Show every line of the material below that contains the word "curation".
________________________
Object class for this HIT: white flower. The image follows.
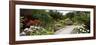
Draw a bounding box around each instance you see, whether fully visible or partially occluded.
[24,28,29,31]
[87,30,90,32]
[28,28,33,32]
[20,32,26,36]
[30,26,35,28]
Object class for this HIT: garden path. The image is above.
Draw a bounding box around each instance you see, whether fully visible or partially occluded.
[54,25,76,34]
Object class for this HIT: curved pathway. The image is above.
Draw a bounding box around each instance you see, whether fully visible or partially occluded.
[54,25,76,34]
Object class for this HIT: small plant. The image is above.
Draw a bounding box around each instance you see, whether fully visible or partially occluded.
[73,26,90,33]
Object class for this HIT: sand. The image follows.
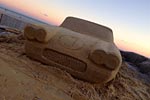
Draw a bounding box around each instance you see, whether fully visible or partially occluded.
[0,33,150,100]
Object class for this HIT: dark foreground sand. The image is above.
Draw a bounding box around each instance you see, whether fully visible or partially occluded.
[0,33,150,100]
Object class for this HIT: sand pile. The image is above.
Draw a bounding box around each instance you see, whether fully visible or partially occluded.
[0,33,150,100]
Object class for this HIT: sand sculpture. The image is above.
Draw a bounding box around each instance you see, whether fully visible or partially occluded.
[24,17,122,83]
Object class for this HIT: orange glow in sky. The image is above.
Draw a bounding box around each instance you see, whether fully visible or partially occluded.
[0,0,150,57]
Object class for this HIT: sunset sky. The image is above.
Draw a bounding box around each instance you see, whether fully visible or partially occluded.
[0,0,150,57]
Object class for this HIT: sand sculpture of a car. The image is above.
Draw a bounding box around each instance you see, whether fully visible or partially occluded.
[24,17,122,83]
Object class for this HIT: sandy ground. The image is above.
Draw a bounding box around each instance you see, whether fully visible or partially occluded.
[0,33,150,100]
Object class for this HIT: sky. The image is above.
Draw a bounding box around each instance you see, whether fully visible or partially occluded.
[0,0,150,58]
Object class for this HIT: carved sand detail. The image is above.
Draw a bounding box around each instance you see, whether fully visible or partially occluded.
[24,17,122,84]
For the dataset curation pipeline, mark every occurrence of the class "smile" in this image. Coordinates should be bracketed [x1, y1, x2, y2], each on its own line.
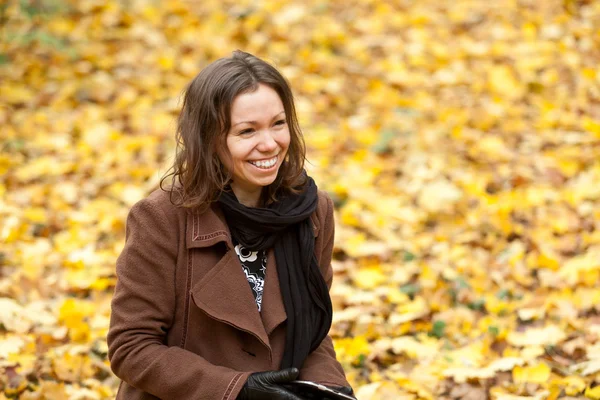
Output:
[248, 156, 278, 169]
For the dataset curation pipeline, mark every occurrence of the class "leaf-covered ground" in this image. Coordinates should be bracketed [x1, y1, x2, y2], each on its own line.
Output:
[0, 0, 600, 400]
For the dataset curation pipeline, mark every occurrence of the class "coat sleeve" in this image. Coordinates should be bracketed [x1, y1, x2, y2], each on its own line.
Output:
[107, 199, 249, 400]
[299, 193, 350, 386]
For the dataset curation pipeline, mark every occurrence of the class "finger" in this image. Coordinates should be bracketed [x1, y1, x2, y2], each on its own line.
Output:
[338, 386, 354, 395]
[269, 368, 300, 383]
________________________
Solution for this problem:
For the dataset curation pipeline, mark every occurrence of the class "smile" in this image. Coordinates should be bracketed [x1, y1, x2, y2], each on its own line.
For the dataset curation pipeline, mark every occurrence of the class "leaf-covered ground" in this image. Coordinates should be bracketed [x1, y1, x2, y2], each on its own line.
For the dataset curation pipeline, mark every occurrence of the class "coat sleeve" in this image. Coordinates should be bracketed [x1, y1, x2, y2], each on its own line.
For the dataset curation pipeline, mark every occurrence of the class "finger" in this image. Coordinates should be bracketed [x1, y1, x2, y2], each on its own line.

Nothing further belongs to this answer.